--- Input records ---
START

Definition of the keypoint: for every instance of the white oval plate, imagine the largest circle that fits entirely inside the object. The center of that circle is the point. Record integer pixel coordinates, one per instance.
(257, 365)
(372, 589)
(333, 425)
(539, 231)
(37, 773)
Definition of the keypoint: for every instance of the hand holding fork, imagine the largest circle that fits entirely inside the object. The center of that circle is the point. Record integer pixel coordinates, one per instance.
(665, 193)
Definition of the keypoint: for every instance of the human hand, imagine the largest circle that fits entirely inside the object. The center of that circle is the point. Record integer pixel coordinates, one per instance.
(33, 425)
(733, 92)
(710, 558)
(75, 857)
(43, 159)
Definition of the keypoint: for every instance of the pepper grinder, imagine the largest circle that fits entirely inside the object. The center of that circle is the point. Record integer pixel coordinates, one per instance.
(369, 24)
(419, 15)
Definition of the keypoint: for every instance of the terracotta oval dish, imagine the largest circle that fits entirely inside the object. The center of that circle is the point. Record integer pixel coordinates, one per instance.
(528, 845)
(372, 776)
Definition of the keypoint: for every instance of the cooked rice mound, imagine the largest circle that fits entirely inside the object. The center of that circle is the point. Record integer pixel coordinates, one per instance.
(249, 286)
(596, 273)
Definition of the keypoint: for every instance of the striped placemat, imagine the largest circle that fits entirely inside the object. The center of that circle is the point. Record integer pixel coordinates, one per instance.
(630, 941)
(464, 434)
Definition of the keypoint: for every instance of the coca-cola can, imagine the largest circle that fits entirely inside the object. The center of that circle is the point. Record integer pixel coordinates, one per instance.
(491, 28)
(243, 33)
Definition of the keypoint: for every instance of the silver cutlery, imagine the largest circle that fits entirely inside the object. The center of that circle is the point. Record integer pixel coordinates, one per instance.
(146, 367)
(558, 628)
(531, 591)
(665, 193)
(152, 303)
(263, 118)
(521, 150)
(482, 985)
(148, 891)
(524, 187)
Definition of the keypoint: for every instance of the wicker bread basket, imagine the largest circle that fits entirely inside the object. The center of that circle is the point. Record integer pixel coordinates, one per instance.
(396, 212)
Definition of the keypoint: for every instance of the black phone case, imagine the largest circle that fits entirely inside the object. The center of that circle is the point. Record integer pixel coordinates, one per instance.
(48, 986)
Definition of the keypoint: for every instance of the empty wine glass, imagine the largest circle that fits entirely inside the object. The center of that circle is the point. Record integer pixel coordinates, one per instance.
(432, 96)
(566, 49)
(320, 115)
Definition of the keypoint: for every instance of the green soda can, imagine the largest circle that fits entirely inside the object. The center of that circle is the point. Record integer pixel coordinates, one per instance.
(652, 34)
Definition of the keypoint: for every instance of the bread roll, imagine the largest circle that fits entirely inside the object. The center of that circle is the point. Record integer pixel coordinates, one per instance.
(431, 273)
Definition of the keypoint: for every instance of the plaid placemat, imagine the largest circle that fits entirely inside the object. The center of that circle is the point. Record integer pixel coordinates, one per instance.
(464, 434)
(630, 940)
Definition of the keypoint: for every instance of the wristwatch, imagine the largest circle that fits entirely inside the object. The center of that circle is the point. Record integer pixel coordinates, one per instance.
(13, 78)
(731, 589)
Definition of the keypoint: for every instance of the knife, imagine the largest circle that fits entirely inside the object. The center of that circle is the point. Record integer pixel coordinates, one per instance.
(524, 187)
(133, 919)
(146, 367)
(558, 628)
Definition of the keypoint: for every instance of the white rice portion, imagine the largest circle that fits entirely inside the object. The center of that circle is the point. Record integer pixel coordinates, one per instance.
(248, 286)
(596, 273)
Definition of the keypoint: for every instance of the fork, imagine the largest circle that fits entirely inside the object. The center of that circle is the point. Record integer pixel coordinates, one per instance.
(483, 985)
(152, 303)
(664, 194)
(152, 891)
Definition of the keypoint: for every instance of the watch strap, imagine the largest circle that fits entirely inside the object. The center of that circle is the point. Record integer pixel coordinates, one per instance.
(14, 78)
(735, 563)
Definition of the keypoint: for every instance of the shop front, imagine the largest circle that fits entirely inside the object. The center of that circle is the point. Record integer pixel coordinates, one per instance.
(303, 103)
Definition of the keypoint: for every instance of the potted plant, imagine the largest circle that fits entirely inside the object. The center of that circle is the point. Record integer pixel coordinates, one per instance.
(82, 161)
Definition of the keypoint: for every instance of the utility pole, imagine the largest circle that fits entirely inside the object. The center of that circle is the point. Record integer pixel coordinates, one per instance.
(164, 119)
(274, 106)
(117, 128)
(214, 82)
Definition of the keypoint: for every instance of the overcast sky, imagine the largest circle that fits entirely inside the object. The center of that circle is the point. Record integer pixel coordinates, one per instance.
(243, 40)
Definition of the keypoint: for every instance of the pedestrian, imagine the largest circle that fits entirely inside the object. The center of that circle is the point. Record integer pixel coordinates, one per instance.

END

--- Task description ---
Write out all of the lines above again, word for word.

--- Result below ---
Definition of the keypoint: for every instance of the white oval plate, imagine the largest circle that fits entirely inside the object. The center of that circle is the point. Record integer pixel coordinates, one per instance.
(257, 365)
(372, 589)
(333, 425)
(539, 231)
(37, 773)
Definition of the keypoint: for every instance of the hand holding fork, imagine the largest circle that fits entirely inside the object. The center of that circle is the point. Record integer pixel coordinates, one per instance.
(665, 193)
Definition of the keypoint: for every instance of the human hand, imagine the largest circle that fits entirely inside the object. The center of that circle is the point. Record integer pixel coordinates, one per instance.
(33, 425)
(733, 92)
(710, 558)
(75, 857)
(43, 159)
Definition of the keypoint: for every instance of the pepper grinder, imagine the largest circle that fits entirely inside the object. The center of that circle is the point. Record integer pixel coordinates, one per instance.
(369, 24)
(419, 15)
Definition of the keypoint: for every instance of the terracotta oval dish, imagine the largest circle that fits entirely inside the object. The center of that circle is the point. Record integer pixel coordinates, one per instance.
(528, 845)
(372, 776)
Definition of the keypoint: for every instance of the cooked rice mound, imagine the largest circle that fits entirely inside the object. The center of that circle is the point. Record integer pixel coordinates, one per instance.
(249, 286)
(596, 273)
Definition of the keypoint: for every instance of the striped placemat, imagine the largest circle that fits entirely inside the object. The center of that circle is the point. Record integer pixel coordinates, one per instance.
(630, 941)
(464, 434)
Definition of the keypoint: for every instance of the coca-cola can, imagine the largest circle that fits entirely inside the object. The center of that circle is the point. Record integer pixel coordinates, one per instance.
(491, 28)
(243, 33)
Definition of the keypoint: for every instance of the silver cutlery, imagine the largest circle that fits entirely inside the object. The center of that circle is the point. Record integer pixel coordinates, one per instance.
(146, 367)
(558, 628)
(531, 591)
(665, 193)
(152, 303)
(263, 118)
(521, 150)
(482, 985)
(148, 891)
(524, 187)
Definition of the keypoint: for every instance of the wicker bread basket, imagine the largest circle that fits entirely inside the object. The center of that circle is the point. Record integer pixel coordinates, one per instance.
(396, 212)
Definition of the keypoint: for every instance of the black phone case, imagine the largest circle that fits entirely inside the object. The center of that circle is the point. Record integer pixel coordinates, one per instance.
(48, 986)
Definition of the keypoint: for every instance of the empty wine glass, imagine the largest circle that fits entirely inside the object. The center of that circle is the point. Record integer pixel coordinates, one per instance.
(432, 96)
(566, 49)
(320, 115)
Definition of the keypoint: for every instance of the green soda can, imagine the largest circle that fits entirely inside the object. The center of that circle is the point. Record integer pixel coordinates, one per instance.
(652, 34)
Definition of the keypoint: for every instance of the bread roll, imagine the largest circle that fits entirely inside the object. The center of that circle is the point. Record integer pixel coordinates, one per instance.
(431, 273)
Definition of the keypoint: for every instance of the plaid placemat, imagine the largest circle that fits entirely inside the object. The center of that circle is the point. Record integer pixel coordinates, one per instance.
(464, 434)
(630, 940)
Definition of the keypoint: for every instance of the wristwatch, imagine the largest circle that fits entirely inside the object. The center of that circle is the point. Record integer pixel coordinates, one per instance.
(13, 78)
(731, 589)
Definition of the keypoint: for every instance of the knife, imagine the largest circle that fits entirely inside the object. The center of that circle is the point. Record integer pixel coordinates, one per instance.
(524, 187)
(133, 919)
(146, 367)
(558, 628)
Definition of the keypoint: for every instance of the white rice portion, imagine the largest circle that fits entirely inside the object. The center of that circle is the point. Record integer pixel coordinates, one per instance.
(248, 286)
(596, 273)
Definition of the keypoint: for every instance of the fork, imagine the largest circle that fits entirely inside the object. The center of that circle is the point. Record integer pixel coordinates, one per instance.
(483, 985)
(152, 303)
(664, 194)
(152, 891)
Definition of the keypoint: for every instance of the watch strap, imagine the largest circle that fits entirely inside the object. The center of that circle is the point. Record integer pixel coordinates, one per instance.
(14, 78)
(735, 563)
Definition of the keypoint: for every instance of the shop front, imagine the largest circle that fits entirely inside the object. The center of that circle is the point. Record integer pixel coordinates, one per instance.
(303, 103)
Definition of the keypoint: for every instance of the potted plant, imagine the largest circle that fits entirely inside the object. The center of that circle is the point. Record integer pixel coordinates, one per instance.
(82, 161)
Definition of the keypoint: for every instance of the utility pole, imagine the largest circle that fits entirely inside the object. The center of that circle is the point. Record integer pixel coordinates, one per instance.
(164, 119)
(274, 106)
(117, 128)
(214, 82)
Definition of the keypoint: for every instance of the overcast sky, imagine the largest circle that fits entirely inside the object. The center of that circle is the point. Record integer pixel coordinates, one per instance.
(243, 40)
Definition of the keypoint: for every instance of the pedestrian, imagine the largest circle that fits entirely inside the object. The center of that circle is the point. Record integer pixel coordinates, one per instance.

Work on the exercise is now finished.